Stated problem =>
Please copy out each of the records below exactly as it appears, from the first to the last.

Stored rows =>
--

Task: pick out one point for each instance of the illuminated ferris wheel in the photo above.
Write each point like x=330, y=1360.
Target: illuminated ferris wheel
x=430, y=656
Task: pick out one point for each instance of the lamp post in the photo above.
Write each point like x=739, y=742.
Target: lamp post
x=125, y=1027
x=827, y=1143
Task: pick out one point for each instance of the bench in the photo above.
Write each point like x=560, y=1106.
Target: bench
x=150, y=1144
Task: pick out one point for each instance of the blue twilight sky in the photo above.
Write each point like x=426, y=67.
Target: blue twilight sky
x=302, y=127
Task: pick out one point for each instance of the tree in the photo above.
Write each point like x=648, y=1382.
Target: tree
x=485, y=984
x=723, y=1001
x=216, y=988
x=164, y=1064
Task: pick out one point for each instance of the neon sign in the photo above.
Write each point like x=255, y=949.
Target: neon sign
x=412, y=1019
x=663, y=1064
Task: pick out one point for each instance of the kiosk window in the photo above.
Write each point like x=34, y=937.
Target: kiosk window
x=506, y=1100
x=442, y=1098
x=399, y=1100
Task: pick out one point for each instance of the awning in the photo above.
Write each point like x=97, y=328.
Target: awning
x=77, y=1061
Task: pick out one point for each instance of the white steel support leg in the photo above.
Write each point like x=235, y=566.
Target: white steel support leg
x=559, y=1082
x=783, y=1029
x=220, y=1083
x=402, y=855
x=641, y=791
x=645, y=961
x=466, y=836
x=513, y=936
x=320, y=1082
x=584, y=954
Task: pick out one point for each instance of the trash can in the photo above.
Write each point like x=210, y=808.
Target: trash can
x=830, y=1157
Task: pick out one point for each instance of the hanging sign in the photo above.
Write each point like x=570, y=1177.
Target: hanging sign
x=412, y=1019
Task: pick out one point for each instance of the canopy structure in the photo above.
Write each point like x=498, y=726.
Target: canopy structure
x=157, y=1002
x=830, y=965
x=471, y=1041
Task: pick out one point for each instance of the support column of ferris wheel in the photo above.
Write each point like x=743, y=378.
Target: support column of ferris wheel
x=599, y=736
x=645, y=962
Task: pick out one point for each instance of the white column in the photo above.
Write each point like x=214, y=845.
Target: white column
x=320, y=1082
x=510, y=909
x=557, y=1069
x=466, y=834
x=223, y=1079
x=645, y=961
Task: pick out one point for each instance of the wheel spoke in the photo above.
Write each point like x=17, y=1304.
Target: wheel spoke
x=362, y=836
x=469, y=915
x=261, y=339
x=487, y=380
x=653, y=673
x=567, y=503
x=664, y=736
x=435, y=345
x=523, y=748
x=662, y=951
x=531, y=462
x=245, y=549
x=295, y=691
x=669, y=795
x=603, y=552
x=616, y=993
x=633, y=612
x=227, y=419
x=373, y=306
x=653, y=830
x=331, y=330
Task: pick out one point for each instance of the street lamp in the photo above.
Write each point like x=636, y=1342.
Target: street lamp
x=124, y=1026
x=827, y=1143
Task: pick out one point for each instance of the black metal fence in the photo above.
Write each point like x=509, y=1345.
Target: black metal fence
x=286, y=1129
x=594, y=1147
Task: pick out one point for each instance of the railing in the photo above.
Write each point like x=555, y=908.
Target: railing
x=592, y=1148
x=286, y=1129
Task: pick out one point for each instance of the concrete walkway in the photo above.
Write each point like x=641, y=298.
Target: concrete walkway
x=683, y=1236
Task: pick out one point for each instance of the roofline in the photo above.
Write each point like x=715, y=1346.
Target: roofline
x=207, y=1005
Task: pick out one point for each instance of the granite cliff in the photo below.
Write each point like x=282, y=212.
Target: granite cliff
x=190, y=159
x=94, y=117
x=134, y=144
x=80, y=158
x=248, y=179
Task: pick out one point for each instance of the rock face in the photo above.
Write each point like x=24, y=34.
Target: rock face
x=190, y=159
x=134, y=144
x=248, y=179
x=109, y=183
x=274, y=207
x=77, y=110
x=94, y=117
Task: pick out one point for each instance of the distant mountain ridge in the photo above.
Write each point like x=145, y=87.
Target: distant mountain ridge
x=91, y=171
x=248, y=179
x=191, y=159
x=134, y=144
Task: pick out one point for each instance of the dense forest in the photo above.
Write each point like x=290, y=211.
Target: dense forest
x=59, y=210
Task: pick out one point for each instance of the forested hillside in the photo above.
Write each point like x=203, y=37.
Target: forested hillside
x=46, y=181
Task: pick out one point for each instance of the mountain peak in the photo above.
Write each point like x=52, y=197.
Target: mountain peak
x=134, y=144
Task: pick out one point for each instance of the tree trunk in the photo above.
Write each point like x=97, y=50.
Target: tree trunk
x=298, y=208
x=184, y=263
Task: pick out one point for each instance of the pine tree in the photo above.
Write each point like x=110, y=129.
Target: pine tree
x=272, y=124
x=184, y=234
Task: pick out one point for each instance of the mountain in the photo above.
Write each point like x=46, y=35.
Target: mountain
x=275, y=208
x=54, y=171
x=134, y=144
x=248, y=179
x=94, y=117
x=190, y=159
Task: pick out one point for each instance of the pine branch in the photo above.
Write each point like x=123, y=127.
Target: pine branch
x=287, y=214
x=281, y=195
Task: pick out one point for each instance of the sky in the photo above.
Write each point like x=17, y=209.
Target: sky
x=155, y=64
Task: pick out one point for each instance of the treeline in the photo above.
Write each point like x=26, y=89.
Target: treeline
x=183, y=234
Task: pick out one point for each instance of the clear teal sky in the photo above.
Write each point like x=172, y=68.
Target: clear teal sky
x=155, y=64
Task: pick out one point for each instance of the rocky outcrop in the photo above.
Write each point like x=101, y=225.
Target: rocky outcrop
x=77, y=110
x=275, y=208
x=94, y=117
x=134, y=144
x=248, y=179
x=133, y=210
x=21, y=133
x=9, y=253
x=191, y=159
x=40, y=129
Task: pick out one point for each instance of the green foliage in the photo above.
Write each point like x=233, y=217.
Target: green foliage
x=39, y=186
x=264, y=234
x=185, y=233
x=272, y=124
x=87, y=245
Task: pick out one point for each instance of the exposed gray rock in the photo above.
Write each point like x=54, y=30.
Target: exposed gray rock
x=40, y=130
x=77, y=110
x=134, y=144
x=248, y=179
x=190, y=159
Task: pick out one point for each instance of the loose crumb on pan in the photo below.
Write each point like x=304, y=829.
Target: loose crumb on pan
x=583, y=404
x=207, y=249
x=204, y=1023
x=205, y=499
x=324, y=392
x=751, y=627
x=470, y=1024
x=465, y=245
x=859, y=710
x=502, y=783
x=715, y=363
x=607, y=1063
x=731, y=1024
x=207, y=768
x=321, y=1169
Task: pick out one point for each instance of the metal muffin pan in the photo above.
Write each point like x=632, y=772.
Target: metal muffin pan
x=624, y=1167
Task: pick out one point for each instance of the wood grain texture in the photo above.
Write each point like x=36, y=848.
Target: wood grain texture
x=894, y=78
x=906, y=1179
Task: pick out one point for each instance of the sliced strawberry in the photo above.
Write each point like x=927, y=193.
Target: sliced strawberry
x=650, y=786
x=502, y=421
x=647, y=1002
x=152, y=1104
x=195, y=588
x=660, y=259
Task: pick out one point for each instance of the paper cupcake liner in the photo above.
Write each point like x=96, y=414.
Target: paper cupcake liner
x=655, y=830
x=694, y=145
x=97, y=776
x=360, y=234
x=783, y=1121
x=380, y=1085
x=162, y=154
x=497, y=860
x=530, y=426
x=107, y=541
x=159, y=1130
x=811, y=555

--

Response =>
Task: pick out one point for each instance of the illuminated ferris wheel in the photo above.
Write each point like x=330, y=1360.
Target: illuminated ferris wheel
x=430, y=656
Task: pick out one point for each instance of the lamp post in the photo above.
Write each point like x=739, y=742.
Target: lamp post
x=125, y=1027
x=827, y=1143
Task: pick out one point for each instance of the bench in the photo above.
Write each point like x=560, y=1106.
Target: bench
x=150, y=1144
Task: pick out one point for each instance of the blue twilight sky in the photo above.
Write each point like x=426, y=67.
Target: blue twilight sky
x=302, y=127
Task: pick out one point for each instance of the tree in the photo above.
Write each point like x=648, y=1382.
Target: tree
x=485, y=984
x=723, y=1001
x=216, y=988
x=164, y=1064
Task: pick out one point for each instance of the neon sign in the photo above.
Write each point like x=255, y=949.
Target: neon sign
x=412, y=1019
x=663, y=1064
Task: pick out one point for each instance of the kiosk window in the photo above.
Write each point like x=34, y=937.
Target: kiosk window
x=506, y=1100
x=442, y=1098
x=399, y=1100
Task: pick out one point for each instance of the awning in the photo above.
Write each point like x=97, y=328.
Target: awning
x=77, y=1061
Task: pick out one point for each instance of the white steel support leg in the photo above.
Write each point like x=235, y=566.
Target: white steel support leg
x=559, y=1082
x=783, y=1029
x=220, y=1083
x=402, y=855
x=641, y=791
x=645, y=961
x=466, y=836
x=513, y=936
x=320, y=1082
x=584, y=954
Task: pick out one point for each instance of the trash can in the photo above.
Write each point like x=210, y=808.
Target: trash can
x=830, y=1157
Task: pick out one point for each instance of the hanging sign in the photo above.
Write each point like x=570, y=1177.
Target: hanging sign
x=412, y=1019
Task: pick out one point for each instance of the canopy structure in the photo above.
Write each point like x=498, y=726.
Target: canopy structure
x=157, y=1002
x=830, y=965
x=471, y=1041
Task: pick out one point for each instance of the support column of ferris wheel in the photo above.
Write each point like x=743, y=378.
Target: support column of ferris wheel
x=599, y=736
x=645, y=962
Task: pick out one point for each instance of the white column in the photo above.
Write each point like x=214, y=845.
Target: white column
x=320, y=1082
x=510, y=909
x=557, y=1069
x=466, y=834
x=223, y=1079
x=645, y=961
Task: pick out one point for each instance of the wheel spoke in the photo above.
Write each point like x=17, y=1304.
Target: wheel spoke
x=362, y=836
x=469, y=915
x=261, y=339
x=487, y=380
x=653, y=673
x=567, y=503
x=664, y=736
x=435, y=345
x=523, y=748
x=662, y=951
x=531, y=462
x=245, y=549
x=295, y=691
x=669, y=795
x=603, y=552
x=616, y=993
x=633, y=612
x=227, y=419
x=373, y=306
x=653, y=830
x=331, y=330
Task: pick out one point for each instance of the street lamp in the photo above.
Write each point like x=636, y=1342.
Target: street lamp
x=124, y=1026
x=827, y=1143
Task: pick out one point for each instance of the black metal fence in the photo above.
Write each point like x=509, y=1345.
Target: black metal fence
x=286, y=1129
x=594, y=1147
Task: pick out one point for each instance of the railing in the photo above.
Write each point like x=555, y=908.
Target: railing
x=592, y=1148
x=286, y=1129
Task: pick out one point for each instance of the concrete walkway in the photo above.
Write each point like x=641, y=298.
Target: concrete walkway
x=683, y=1236
Task: pick out one point for each instance of the roofline in the photo above.
Write each point like x=715, y=1346.
Target: roofline
x=207, y=1005
Task: pick out one point for each instance of the granite cliff in the photo below.
Write each point like x=282, y=212.
Target: granite cliff
x=190, y=159
x=94, y=117
x=134, y=144
x=80, y=158
x=248, y=179
Task: pick out one point for each instance of the rock face in the photo above.
Write each point like x=24, y=34.
Target: rock face
x=190, y=159
x=134, y=144
x=248, y=179
x=109, y=183
x=274, y=207
x=77, y=110
x=94, y=117
Task: pick out one point for each instance of the distant mountain ridge in the photo above.
Write each point like x=145, y=87.
Target: distant mountain ridge
x=91, y=171
x=248, y=179
x=191, y=159
x=134, y=144
Task: pick out one point for each instance of the dense forest in the photo above.
Write each point like x=290, y=211.
Target: dense forest
x=59, y=210
Task: pick out one point for each instance of the forested hillside in the photo above.
Write each point like x=203, y=37.
Target: forested hillside
x=46, y=181
Task: pick out one point for each instance of the mountain peak in the photo above.
Write each point like x=52, y=197.
Target: mountain peak
x=134, y=144
Task: pick out one point for each instance of the tree trunk in the photo above.
Write each point like x=97, y=50.
Target: tree trunk
x=298, y=208
x=184, y=263
Task: pick out one point for each instance of the pine tree in the photo above.
Write each point like x=110, y=129.
Target: pine tree
x=272, y=124
x=184, y=234
Task: pick out one point for each instance of the mountain in the photo above.
Write each point like x=46, y=35.
Target: mountain
x=275, y=208
x=54, y=171
x=134, y=144
x=248, y=179
x=94, y=117
x=190, y=159
Task: pick out one point for each instance of the pine branch in the photo above.
Write each point like x=123, y=127.
Target: pine branch
x=287, y=214
x=281, y=195
Task: pick out one point for each instance of the sky in the photo above.
Write each point like x=17, y=209.
Target: sky
x=155, y=64
Task: pick out one point for each instance of the treeline in the photo above.
Write each point like x=26, y=89.
Target: treeline
x=183, y=234
Task: pick out one point for each instance of the clear teal sky in the photo above.
Write each point like x=172, y=68.
Target: clear teal sky
x=155, y=64
Task: pick out one point for each instance of the rocky outcrop in the photo above.
Write each point like x=101, y=225.
Target: rocky outcrop
x=77, y=110
x=275, y=208
x=94, y=117
x=134, y=144
x=248, y=179
x=133, y=210
x=21, y=133
x=9, y=253
x=191, y=159
x=40, y=129
Task: pick out one point for each instance of the green foliage in the photo above.
Write each point like x=233, y=217.
Target: green foliage
x=39, y=186
x=264, y=234
x=185, y=233
x=272, y=124
x=87, y=245
Task: pick out one point for each instance of the exposed gray rock in the photo above.
Write each point like x=54, y=30.
Target: exposed gray rock
x=40, y=130
x=77, y=110
x=134, y=144
x=248, y=179
x=190, y=159
Task: pick out one point for each instance of the loose crumb on pan in the photo below.
Write each point like x=304, y=829.
Target: loose crumb on pan
x=583, y=404
x=207, y=249
x=204, y=1023
x=205, y=499
x=324, y=392
x=751, y=627
x=470, y=1024
x=465, y=245
x=859, y=710
x=502, y=783
x=715, y=363
x=607, y=1063
x=731, y=1024
x=207, y=768
x=321, y=1169
Task: pick out one point for each instance of the metal muffin pan in the photo above.
Write each point like x=632, y=772.
Target: metal muffin pan
x=624, y=1167
Task: pick out one point for each instance of the wood grain texture in the photo above.
Write each point like x=36, y=848.
Target: wood grain texture
x=894, y=78
x=906, y=1179
Task: pick out one point for each instance of the sliced strawberry in the photo above.
Write each point like x=927, y=193.
Target: sliced strawberry
x=650, y=786
x=502, y=421
x=647, y=1002
x=152, y=1104
x=195, y=588
x=660, y=259
Task: pick out one point for each instance of the paper cupcake liner in the photo above.
Write each point like x=96, y=414.
Target: paper cupcake liner
x=655, y=830
x=694, y=145
x=97, y=776
x=360, y=234
x=783, y=1121
x=380, y=1085
x=162, y=154
x=497, y=860
x=530, y=426
x=107, y=541
x=159, y=1130
x=811, y=555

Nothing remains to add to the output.